#### KUTIPAN:
▽

Laporan wartawan sorotnews.co.id : Marselin SK.
KUPANG, NTT – PT Syarif Maju Karya (SMK) mendesak Pengadilan Negeri (PN) Maumere agar segera memerintahkan Balai Pelaksana Penyedia Perumahan dan Kawasan Permukiman (BP3KP) Nusa Tenggara II pada Direktorat Jenderal Kawasan Permukiman, Kementerian Pekerjaan Umum dan Perumahan Rakyat (PUPR), untuk membayar kewajiban sebesar Rp1,1 miliar sesuai putusan Mahkamah Agung (MA) RI Nomor 2495 K/Pdt/2022 tanggal 8 Agustus 2022.
Putusan tersebut merupakan hasil sengketa hukum terkait proyek pembangunan Rumah Susun Mahasiswa Sekolah Tinggi Filsafat Katolik (STFK) Ledalero dan Rumah Khusus pada Satuan Kerja Non Vertikal Tertentu (SNVT) Tahun Anggaran 2018, di mana PT SMK bertindak sebagai kontraktor pelaksana.
Direktur PT SMK, Kundradus Terisno, dalam keterangannya kepada media pada Jumat (3/5/2025) dan Selasa (25/6/2025), menegaskan bahwa putusan hukum telah inkrah (berkekuatan hukum tetap), namun hingga kini pihak tergugat belum juga membayar kewajibannya.
“Sudah ada putusan MA sejak 8 Agustus 2022. Kita menang dan tergugat diwajibkan membayar sekitar Rp1,1 miliar. Tapi sampai sekarang belum dibayar. Kami minta bantuan PN Maumere agar memerintahkan eksekusinya,” ujar Kundradus.

△

Catatan anotasi segmentasi:
▽

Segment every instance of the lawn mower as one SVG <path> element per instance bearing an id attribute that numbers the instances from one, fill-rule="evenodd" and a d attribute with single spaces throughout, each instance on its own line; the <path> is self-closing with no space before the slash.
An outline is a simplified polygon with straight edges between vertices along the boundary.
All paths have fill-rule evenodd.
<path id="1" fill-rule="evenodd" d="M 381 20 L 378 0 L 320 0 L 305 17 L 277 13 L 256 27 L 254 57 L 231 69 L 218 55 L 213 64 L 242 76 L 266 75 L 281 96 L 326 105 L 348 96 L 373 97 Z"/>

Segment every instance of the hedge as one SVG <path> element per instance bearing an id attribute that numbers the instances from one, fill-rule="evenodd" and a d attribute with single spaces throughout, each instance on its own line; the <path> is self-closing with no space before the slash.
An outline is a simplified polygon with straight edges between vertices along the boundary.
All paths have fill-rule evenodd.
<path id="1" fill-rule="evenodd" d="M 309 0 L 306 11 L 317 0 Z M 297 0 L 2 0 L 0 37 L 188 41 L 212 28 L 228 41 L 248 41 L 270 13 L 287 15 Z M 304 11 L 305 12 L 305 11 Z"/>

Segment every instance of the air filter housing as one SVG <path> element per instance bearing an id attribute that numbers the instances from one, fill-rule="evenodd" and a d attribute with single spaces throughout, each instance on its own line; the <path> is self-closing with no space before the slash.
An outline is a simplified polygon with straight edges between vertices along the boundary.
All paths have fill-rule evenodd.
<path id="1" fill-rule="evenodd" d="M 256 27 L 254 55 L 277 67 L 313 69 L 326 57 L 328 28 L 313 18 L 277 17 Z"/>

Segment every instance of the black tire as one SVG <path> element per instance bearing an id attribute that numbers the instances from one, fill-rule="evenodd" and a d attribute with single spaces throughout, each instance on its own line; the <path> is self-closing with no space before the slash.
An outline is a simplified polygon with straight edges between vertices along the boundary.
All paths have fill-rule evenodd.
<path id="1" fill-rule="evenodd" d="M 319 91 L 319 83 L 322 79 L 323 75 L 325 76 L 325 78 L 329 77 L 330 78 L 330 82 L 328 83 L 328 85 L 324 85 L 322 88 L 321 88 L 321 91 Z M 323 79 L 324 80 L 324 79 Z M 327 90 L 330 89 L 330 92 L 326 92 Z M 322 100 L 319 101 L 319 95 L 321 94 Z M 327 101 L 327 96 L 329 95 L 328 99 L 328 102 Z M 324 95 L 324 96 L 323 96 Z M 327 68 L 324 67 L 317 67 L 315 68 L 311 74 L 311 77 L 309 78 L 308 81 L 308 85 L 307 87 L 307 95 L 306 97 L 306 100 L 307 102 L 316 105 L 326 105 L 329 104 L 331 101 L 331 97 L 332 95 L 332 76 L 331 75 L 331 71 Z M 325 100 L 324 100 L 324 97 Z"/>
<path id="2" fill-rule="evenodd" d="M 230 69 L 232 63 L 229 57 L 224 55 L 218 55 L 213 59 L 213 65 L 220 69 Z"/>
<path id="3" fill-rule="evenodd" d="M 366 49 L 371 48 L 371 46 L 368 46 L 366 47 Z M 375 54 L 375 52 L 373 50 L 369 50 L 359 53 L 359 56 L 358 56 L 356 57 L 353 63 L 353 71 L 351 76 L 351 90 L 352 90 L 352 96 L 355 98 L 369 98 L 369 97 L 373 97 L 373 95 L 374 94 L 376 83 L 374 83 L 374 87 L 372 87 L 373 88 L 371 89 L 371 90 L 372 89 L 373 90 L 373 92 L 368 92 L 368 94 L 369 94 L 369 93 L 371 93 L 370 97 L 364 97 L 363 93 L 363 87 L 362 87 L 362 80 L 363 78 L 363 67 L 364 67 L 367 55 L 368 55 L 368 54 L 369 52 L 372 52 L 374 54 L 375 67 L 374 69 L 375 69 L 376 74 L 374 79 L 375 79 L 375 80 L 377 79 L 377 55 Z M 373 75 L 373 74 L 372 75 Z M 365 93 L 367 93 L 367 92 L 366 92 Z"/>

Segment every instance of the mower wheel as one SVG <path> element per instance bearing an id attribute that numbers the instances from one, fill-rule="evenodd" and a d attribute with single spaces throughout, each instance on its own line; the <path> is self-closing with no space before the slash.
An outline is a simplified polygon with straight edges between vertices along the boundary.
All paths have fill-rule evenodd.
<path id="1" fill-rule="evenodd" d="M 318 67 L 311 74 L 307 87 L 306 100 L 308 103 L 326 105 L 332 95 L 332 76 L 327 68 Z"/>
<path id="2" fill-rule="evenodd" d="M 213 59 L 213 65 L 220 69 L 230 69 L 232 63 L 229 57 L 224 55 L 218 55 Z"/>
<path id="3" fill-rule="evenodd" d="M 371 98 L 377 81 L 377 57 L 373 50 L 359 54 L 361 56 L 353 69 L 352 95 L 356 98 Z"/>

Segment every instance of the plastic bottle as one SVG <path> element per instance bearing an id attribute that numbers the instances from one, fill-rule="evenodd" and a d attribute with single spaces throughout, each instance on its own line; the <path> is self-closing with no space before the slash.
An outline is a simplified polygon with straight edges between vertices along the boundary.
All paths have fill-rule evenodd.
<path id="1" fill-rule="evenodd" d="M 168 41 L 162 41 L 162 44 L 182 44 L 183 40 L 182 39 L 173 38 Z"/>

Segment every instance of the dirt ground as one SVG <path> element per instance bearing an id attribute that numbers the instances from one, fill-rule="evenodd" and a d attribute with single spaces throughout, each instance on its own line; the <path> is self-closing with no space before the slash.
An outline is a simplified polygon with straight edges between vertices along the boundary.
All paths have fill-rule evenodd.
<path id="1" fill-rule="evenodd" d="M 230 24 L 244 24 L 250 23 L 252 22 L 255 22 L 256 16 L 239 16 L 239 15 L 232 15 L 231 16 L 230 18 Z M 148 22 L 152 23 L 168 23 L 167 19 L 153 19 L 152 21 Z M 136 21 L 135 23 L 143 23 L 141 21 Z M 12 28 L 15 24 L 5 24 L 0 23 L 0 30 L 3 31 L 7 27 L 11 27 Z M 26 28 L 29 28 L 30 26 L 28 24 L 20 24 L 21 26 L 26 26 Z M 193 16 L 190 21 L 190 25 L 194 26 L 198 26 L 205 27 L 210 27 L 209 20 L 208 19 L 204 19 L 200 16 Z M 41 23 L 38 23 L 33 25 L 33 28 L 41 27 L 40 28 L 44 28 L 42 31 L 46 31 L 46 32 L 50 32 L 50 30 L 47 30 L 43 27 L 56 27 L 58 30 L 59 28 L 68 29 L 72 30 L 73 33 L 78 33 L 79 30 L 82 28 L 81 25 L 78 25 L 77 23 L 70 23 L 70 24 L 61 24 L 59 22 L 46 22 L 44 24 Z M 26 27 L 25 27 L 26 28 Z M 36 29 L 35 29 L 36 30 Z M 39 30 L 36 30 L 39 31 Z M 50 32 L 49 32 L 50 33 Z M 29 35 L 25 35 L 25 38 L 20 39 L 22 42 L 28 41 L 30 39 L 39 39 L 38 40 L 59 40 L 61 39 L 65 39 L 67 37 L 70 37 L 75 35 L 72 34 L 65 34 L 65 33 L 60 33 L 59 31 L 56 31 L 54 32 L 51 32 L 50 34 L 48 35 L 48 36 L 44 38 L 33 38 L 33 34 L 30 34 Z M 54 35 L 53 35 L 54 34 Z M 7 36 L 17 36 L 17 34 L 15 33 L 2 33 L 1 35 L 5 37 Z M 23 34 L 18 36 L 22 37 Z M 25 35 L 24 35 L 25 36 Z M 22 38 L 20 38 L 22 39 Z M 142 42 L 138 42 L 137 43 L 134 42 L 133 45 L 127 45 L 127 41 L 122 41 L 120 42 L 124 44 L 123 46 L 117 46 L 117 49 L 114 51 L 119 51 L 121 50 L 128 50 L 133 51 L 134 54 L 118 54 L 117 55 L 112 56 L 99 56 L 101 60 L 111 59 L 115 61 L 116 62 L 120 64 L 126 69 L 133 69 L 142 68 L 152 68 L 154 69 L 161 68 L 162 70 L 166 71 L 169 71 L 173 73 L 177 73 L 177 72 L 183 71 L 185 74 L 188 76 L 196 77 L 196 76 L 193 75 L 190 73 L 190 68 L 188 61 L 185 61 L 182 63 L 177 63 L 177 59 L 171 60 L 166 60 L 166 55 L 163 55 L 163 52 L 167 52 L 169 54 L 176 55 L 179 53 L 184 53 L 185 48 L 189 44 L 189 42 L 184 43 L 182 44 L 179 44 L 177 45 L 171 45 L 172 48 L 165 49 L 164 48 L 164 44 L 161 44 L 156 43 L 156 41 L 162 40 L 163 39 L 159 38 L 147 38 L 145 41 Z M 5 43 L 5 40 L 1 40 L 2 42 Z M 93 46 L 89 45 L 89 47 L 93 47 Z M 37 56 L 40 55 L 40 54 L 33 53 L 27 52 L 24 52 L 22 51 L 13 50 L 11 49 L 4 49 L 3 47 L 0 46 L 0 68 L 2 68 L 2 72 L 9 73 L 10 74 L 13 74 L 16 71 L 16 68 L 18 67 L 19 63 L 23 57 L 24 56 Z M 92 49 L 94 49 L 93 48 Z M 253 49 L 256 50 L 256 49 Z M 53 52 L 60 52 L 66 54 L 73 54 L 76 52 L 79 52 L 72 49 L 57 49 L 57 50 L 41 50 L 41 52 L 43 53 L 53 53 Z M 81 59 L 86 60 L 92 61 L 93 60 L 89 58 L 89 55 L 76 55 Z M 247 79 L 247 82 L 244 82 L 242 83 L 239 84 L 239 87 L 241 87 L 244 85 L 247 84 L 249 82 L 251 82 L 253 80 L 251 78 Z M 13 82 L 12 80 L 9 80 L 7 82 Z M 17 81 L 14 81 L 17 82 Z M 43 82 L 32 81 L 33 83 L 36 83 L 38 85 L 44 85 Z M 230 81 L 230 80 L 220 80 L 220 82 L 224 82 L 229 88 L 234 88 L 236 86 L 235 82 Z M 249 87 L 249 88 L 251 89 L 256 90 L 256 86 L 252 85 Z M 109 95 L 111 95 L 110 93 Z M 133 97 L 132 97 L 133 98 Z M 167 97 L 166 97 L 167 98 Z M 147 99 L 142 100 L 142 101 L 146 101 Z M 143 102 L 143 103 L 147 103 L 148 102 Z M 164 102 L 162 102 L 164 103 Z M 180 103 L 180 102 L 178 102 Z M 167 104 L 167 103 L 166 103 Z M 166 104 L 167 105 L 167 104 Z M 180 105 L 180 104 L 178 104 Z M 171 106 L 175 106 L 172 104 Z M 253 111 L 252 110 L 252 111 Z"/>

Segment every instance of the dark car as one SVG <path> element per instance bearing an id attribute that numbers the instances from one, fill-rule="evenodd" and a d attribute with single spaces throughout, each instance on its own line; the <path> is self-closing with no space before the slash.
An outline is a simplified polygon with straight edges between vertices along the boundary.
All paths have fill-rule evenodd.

△

#### TUGAS:
Tolong salin kata demi kata bagian kutipan berita sengketa PT SMK, mulai dari "Laporan wartawan sorotnews.co.id" sampai "sebagai kontraktor pelaksana.".

#### JAWABAN BENAR:
Laporan wartawan sorotnews.co.id : Marselin SK.
KUPANG, NTT – PT Syarif Maju Karya (SMK) mendesak Pengadilan Negeri (PN) Maumere agar segera memerintahkan Balai Pelaksana Penyedia Perumahan dan Kawasan Permukiman (BP3KP) Nusa Tenggara II pada Direktorat Jenderal Kawasan Permukiman, Kementerian Pekerjaan Umum dan Perumahan Rakyat (PUPR), untuk membayar kewajiban sebesar Rp1,1 miliar sesuai putusan Mahkamah Agung (MA) RI Nomor 2495 K/Pdt/2022 tanggal 8 Agustus 2022.
Putusan tersebut merupakan hasil sengketa hukum terkait proyek pembangunan Rumah Susun Mahasiswa Sekolah Tinggi Filsafat Katolik (STFK) Ledalero dan Rumah Khusus pada Satuan Kerja Non Vertikal Tertentu (SNVT) Tahun Anggaran 2018, di mana PT SMK bertindak sebagai kontraktor pelaksana.